_The records_.

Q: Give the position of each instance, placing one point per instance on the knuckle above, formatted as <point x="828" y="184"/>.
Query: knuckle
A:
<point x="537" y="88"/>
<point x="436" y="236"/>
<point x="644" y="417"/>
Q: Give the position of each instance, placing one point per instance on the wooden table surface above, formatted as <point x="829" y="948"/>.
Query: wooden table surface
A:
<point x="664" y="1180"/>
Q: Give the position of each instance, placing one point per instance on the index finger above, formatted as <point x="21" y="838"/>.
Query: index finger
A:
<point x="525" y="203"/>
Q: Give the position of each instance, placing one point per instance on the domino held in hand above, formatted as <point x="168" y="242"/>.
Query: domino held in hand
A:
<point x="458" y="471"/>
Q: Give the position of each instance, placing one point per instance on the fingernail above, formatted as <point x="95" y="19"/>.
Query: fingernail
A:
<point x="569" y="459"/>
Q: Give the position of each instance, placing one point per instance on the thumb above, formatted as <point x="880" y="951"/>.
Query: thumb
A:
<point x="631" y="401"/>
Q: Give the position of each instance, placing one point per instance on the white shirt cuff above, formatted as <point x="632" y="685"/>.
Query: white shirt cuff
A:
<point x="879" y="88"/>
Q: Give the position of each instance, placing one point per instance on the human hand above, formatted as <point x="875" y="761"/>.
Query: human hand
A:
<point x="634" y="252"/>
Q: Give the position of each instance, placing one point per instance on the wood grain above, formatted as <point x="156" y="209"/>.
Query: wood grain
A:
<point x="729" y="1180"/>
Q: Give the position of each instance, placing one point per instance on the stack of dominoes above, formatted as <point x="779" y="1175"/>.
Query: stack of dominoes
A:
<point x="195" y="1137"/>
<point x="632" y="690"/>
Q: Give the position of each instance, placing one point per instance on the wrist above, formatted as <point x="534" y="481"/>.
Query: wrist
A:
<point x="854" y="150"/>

_What is being asked_.
Copy the lines of the items above word for word, starting with the line that contains "on the stack" and continuing through the final line of the items.

_Response_.
Q: Give the position of each instance, placing one point per instance on the stack of dominoes above, formatted as <point x="779" y="1175"/>.
Query: stack of dominoes
A:
<point x="195" y="1137"/>
<point x="632" y="690"/>
Q: Give the position of each instance, placing one point per instance on the wrist above, formatted as <point x="534" y="481"/>.
Query: wrist
A:
<point x="854" y="150"/>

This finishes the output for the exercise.